Would you return exactly the lines below from the line with "Where can the propeller" through the line with "Target: dark trousers", both included, and nothing else, leaving out the pictures?

Recorded data
= Beginning of Section =
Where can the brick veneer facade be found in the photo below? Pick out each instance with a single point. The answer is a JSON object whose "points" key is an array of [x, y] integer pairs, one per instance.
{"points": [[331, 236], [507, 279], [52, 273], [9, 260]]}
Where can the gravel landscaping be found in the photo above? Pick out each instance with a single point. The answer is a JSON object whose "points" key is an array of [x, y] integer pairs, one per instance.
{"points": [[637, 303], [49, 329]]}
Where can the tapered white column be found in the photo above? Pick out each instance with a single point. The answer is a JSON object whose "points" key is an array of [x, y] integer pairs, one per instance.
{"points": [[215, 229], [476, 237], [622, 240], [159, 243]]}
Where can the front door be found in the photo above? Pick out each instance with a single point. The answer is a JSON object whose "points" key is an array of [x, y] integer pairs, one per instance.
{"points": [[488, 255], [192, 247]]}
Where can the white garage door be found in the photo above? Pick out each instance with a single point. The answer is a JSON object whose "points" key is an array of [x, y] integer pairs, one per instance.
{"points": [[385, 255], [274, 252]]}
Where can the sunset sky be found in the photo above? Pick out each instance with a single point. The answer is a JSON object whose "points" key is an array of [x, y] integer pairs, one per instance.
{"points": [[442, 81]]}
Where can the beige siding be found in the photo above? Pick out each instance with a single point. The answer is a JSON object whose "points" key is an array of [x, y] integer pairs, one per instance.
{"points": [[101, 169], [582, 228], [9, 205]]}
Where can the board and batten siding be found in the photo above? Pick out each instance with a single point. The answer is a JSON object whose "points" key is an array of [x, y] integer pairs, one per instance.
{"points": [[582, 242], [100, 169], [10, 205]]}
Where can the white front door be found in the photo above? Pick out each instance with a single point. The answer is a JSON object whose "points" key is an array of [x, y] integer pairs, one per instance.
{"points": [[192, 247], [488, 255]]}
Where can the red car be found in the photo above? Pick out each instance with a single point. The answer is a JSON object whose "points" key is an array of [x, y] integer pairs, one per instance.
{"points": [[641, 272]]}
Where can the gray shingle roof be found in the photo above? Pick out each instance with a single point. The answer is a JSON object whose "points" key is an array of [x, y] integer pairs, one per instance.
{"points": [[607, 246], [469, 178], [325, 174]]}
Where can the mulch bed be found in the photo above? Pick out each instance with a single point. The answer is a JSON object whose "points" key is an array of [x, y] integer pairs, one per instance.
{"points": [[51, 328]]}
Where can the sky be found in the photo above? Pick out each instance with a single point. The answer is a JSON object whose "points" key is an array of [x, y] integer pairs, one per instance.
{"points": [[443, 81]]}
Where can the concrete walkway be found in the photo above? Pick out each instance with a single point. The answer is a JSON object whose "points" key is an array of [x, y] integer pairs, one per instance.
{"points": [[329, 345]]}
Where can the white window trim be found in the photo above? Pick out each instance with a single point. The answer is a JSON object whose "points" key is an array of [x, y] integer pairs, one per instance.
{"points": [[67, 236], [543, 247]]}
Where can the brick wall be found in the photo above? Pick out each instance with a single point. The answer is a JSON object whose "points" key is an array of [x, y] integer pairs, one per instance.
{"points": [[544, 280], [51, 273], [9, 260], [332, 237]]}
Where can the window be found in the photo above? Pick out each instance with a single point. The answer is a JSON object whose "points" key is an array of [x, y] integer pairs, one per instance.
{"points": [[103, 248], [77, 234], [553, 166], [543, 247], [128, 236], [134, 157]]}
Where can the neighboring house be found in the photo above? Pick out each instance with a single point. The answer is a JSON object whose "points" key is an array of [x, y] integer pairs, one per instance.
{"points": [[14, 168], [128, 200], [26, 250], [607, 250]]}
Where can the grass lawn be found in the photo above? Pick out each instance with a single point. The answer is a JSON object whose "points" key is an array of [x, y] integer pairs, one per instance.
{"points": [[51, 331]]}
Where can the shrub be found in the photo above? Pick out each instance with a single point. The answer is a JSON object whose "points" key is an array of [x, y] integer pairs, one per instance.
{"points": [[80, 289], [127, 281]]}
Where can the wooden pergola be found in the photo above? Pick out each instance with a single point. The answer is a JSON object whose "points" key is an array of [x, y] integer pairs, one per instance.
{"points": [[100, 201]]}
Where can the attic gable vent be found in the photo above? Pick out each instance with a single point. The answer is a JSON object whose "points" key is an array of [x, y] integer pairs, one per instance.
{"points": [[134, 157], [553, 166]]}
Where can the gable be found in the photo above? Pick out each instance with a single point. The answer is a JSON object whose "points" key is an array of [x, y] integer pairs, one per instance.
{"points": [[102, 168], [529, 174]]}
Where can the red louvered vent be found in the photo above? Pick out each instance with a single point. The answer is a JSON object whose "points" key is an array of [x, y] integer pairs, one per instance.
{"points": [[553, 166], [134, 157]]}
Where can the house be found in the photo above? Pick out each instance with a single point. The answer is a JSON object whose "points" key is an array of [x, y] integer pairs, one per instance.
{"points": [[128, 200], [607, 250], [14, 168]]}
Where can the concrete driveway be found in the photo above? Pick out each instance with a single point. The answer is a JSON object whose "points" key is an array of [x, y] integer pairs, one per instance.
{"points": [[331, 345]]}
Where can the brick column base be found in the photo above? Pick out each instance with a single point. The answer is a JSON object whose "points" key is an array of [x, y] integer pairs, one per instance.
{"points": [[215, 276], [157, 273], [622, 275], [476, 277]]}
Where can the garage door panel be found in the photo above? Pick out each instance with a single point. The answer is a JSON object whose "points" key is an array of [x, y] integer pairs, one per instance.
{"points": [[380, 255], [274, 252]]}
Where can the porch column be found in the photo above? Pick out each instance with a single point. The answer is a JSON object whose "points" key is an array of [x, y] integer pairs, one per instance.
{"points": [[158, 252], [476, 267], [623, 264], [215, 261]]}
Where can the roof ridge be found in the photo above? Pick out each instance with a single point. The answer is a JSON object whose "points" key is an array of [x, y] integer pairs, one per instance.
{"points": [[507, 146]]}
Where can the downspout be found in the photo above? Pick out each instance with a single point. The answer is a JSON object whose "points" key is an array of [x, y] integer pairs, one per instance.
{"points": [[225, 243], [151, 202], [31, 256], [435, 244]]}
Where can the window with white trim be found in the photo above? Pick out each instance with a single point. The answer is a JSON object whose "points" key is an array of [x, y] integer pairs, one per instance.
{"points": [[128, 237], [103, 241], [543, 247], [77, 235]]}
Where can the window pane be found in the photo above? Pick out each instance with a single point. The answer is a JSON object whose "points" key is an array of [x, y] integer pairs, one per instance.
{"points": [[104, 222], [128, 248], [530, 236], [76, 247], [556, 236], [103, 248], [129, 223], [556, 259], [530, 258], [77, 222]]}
= End of Section =
= Beginning of Section =
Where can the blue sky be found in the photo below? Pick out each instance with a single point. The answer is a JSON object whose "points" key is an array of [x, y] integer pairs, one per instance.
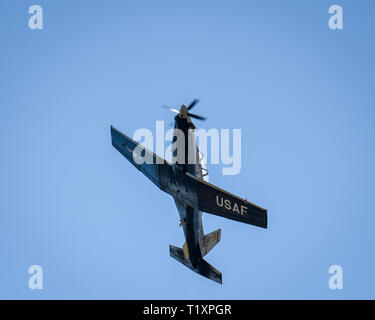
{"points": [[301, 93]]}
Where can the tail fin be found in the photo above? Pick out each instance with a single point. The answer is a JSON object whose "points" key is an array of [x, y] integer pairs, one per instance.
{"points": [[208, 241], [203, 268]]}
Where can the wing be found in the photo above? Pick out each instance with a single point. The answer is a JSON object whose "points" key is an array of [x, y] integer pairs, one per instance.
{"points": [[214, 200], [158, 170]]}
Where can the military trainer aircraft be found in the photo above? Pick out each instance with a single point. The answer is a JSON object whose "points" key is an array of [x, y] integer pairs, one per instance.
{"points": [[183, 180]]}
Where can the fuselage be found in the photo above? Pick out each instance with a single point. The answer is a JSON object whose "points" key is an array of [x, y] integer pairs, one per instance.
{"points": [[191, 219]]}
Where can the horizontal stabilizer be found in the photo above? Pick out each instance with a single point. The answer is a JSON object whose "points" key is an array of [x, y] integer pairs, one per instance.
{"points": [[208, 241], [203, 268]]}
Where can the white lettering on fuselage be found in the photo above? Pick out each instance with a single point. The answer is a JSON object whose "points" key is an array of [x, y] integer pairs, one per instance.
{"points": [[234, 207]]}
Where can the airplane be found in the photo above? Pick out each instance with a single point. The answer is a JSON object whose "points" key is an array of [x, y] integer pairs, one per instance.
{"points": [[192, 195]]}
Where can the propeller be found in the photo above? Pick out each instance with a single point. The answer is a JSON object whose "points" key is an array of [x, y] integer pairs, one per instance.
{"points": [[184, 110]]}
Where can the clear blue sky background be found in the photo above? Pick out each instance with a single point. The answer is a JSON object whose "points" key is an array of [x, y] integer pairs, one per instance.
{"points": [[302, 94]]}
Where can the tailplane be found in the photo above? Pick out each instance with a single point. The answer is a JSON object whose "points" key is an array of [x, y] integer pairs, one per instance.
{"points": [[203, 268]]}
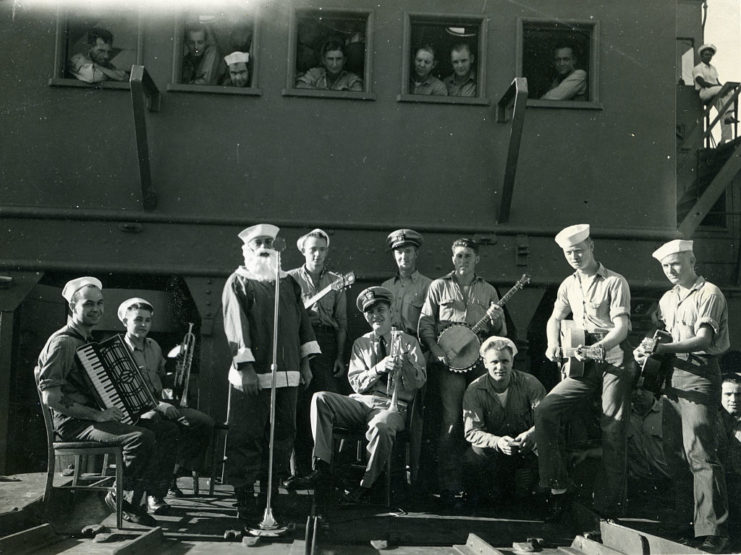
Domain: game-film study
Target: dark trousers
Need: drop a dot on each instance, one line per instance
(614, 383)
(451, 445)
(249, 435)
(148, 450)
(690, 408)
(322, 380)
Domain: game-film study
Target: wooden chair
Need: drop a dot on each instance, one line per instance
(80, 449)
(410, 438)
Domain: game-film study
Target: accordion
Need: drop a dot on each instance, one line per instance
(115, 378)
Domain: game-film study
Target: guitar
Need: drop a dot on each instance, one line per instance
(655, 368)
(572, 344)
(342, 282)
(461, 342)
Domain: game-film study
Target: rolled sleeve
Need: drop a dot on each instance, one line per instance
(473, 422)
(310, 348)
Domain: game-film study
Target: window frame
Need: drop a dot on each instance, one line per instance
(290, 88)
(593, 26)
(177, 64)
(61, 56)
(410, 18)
= End of Section =
▶ [Written solution]:
Where can the propeller be found in the photo above? Pick out each instance with a single point. The answer is a JSON object whose "points" key is an array of [x, y] integer pairs, one per instance.
{"points": [[184, 110]]}
Where can the clear blue sky background be found in the photo above? Pick out each instance with a single point. The answer is a JSON object whose "points" key is an array of [x, y] integer pairs, one per instance.
{"points": [[302, 94]]}
Where can the tailplane be found in the photo above? Pick out each instance with a single point. The answer is a JSON object whose "points" key is an array of [x, y] integer pairs, one per instance.
{"points": [[203, 268]]}
Domain: game-film study
Target: dark trousers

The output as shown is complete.